LES CONSIGNES:
(a) Répondez aux questions suivantes à partir du texte extrait :
(i) Quelles sont les trois choses que l'âme a faites à Dieu, selon ses propres paroles ?
(ii) Selon le juge, avec quelles deux qualités toute justice doit-elle être ?
(iii) D'après la mère de Dieu, qu'est-ce que l'âme était bien aise de faire ?
(b) Résumez le texte extrait en deux phrases.
(c) Traduisez en anglais la phrase suivante du texte extrait : « Le juge répondit : Toute justice doit être avec miséricorde et sagesse : avec miséricorde afin de retenir la rigueur de la justice ; avec sagesse, afin de garder en tout l'équité. »

======== TEXTE EXTRAIT ========

Dieu comme en colère dit : L’œuvre de mes puissantes mains me méprise d’autant
plus que je l’ai constituée en plus grand honneur. Cette âme dont mon amour
avait eu un grand soin, m’a fait trois choses : elle détournait ses yeux de moi
pour regarder son ennemi ; elle a collé sa volonté au monde ; elle croyait
qu’elle pouvait librement m’offenser .
Partant, puisqu’elle ne s’est pas souciée de jeter ses yeux sur moi, je lui
ferai une très prompte justice Or, d’autant qu’il a roidi sa volonté contre moi
et s’est confié dans les choses vaines, je lui ai ôté son désir.
Alors le diable s’écrie, disant :O juge ! cette âme est à moi.
Le juge répondit : Quelles raisons allègues-tu contre elle ?
Il répondit : Votre plainte me sert d’accusation contre elle : ne vous a-t-elle
pas méprisé, vous qui êtes son Créateur, et en cela même, n’a t elle pas été
faite ma servante ? Et parce qu’elle a été subtilement enlevée, comment pouvait
elle vous apaiser ? car quand elle a vécu dans le monde saine de corps, elle ne
vous servait pas avec un cœur sincère, mais elle aimait avec plus de ferveur et
de transport les créatures, endurait avec impatience les fâcheries, et ne
considérait pas comme elle devait ses actions pernicieuses ; et à la fin, elle
ne brûlait pas du feu d’amour ; et d’autant qu’elle a été subitement emportée,
par la même raison, elle est à moi.
Le juge répondit : On ne condamne pas une fin soudaine, si les œuvres sont en
conflit. La volonté n’est pas damnée éternellement, sans une mûre et diligente
délibération.
Alors la mère de Dieu, venant là dessus , dit :
Mon Fils, le serviteur négligent qui a un ami familier de son maître,
n’implorera-t-il pas pour lui ? ne le doit-il pas sauver pour l’amour de lui ?
Le juge répondit : Toute justice doit être avec miséricorde et sagesse : avec
miséricorde afin de retenir la rigueur de la justice ; avec sagesse, afin de
garder en tout l’équité. Que si la faute est si abominable qu’elle ne soit digne
de pardon, néanmoins, la justice demeurant toujours entière, peut aucunement
s’adoucir.
La mère de Dieu dit alors : Ô mon fils très doux ! cette âme m’a eue toujours en
mémoire, m’a toujours honorée, et était bien aise de solenniser mes fêtes, bien
qu’elle fût froide à votre égard : Partant, faîtes-lui miséricorde.

======== EXTRAIT DES DONNÉES ========

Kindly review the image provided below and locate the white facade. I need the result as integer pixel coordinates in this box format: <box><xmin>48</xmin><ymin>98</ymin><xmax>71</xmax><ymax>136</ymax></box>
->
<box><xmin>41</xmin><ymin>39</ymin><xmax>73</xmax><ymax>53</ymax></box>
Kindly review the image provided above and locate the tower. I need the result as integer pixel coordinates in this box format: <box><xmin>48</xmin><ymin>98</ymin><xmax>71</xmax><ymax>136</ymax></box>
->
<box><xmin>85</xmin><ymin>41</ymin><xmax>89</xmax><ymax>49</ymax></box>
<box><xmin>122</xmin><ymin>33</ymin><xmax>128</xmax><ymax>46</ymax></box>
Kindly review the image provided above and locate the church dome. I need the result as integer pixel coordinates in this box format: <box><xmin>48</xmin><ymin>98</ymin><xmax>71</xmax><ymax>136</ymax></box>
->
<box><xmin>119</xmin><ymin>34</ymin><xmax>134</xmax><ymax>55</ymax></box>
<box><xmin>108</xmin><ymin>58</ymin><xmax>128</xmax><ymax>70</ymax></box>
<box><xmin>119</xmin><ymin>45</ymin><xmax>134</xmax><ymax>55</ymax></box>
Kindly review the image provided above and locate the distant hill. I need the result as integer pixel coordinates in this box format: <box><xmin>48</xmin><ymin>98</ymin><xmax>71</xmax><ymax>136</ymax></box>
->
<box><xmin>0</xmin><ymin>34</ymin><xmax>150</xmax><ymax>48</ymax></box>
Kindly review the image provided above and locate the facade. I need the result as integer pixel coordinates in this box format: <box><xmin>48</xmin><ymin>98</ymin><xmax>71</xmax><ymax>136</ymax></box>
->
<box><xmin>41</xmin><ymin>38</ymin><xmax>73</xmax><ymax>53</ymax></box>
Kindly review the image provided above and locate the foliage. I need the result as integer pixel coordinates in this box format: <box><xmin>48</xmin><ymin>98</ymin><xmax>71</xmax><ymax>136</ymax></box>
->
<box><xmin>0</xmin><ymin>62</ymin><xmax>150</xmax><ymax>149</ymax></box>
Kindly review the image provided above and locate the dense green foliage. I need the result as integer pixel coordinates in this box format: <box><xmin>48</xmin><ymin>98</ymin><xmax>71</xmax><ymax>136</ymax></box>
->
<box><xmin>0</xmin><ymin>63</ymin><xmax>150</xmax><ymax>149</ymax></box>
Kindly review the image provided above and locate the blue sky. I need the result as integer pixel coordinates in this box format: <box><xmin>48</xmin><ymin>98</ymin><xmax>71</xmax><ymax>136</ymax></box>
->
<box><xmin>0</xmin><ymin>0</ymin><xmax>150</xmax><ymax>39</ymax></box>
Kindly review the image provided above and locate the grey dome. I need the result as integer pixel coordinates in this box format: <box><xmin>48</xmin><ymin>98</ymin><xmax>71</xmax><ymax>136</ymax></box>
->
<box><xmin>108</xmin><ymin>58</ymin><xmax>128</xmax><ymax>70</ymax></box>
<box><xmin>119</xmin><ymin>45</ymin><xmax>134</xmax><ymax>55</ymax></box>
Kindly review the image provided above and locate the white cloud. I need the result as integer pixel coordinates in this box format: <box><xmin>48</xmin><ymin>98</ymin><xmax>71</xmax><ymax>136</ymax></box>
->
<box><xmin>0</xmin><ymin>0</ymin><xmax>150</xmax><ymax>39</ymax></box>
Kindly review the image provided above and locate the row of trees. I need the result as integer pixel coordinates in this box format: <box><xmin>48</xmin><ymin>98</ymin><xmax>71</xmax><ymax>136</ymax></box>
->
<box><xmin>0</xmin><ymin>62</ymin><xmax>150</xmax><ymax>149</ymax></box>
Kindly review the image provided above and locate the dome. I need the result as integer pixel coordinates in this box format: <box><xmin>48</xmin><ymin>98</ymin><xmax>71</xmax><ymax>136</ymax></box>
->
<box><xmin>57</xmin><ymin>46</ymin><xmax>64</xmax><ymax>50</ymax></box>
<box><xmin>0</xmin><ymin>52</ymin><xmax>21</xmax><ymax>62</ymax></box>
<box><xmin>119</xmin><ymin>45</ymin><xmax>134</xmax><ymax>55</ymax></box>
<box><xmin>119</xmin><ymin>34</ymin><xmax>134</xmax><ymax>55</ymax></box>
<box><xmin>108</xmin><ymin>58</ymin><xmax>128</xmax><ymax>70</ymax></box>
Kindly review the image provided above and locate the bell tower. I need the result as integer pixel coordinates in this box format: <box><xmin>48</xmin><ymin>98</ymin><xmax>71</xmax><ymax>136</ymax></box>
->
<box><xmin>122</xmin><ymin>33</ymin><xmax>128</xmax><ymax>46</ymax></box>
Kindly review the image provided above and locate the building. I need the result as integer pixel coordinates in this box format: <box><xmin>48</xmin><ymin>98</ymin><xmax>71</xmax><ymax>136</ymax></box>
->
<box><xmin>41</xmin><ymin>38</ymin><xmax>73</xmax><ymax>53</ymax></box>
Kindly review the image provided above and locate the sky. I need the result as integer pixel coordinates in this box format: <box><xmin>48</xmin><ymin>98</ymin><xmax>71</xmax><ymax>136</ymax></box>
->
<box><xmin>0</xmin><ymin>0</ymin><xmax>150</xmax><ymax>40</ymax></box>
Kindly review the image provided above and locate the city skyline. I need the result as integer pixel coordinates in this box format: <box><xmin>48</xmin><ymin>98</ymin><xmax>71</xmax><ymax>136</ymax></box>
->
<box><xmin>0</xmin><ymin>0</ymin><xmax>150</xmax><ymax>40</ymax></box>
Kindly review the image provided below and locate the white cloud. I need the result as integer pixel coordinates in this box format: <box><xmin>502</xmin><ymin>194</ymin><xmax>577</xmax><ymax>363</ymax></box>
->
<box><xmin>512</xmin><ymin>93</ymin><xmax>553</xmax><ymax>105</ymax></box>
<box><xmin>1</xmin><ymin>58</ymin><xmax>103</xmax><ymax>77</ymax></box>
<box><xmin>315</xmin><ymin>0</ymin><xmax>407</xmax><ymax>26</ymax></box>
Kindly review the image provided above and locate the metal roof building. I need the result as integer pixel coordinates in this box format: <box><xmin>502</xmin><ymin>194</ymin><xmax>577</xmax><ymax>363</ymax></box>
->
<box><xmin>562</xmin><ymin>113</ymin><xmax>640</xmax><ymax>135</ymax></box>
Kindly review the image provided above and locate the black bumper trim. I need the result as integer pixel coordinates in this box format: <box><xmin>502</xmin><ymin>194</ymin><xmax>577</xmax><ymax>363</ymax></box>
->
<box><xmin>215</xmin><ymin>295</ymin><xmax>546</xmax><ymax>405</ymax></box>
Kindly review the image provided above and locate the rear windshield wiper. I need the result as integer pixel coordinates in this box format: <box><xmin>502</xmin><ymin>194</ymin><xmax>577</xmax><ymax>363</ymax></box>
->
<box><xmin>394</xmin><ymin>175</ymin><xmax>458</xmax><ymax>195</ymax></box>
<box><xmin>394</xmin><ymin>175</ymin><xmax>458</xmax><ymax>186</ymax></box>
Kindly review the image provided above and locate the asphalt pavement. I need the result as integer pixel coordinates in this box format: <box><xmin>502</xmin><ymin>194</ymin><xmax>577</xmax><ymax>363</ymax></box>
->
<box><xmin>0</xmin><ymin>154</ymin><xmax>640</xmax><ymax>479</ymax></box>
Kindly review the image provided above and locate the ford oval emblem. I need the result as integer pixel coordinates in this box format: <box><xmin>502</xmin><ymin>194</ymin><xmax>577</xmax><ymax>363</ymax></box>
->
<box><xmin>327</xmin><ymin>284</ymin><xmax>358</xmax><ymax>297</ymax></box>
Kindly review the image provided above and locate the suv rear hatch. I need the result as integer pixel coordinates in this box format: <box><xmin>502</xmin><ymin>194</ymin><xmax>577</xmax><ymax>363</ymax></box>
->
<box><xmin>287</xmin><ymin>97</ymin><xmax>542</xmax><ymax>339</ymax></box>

========

RÉPONSES À L'EXERCICE:
(a)
(i) Elle détournait ses yeux de lui pour regarder son ennemi, elle a collé sa volonté au monde, et elle croyait qu'elle pouvait librement l'offenser.
(ii) Avec miséricorde et sagesse.
(iii) Elle était bien aise de solenniser les fêtes de la mère de Dieu.

(b) Dieu se plaint d'une âme qui l'a méprisé, et le diable la réclame comme sienne, parce qu'elle aimait les créatures avec plus de ferveur que son Créateur et qu'elle a été subitement emportée. Le juge répond qu'on ne condamne pas une fin soudaine si les œuvres sont en conflit, et la mère de Dieu, que cette âme a toujours honorée, lui demande de faire miséricorde.

(c) The judge answered: All justice must be with mercy and wisdom: with mercy, in order to restrain the rigor of justice; with wisdom, in order to preserve fairness in all things.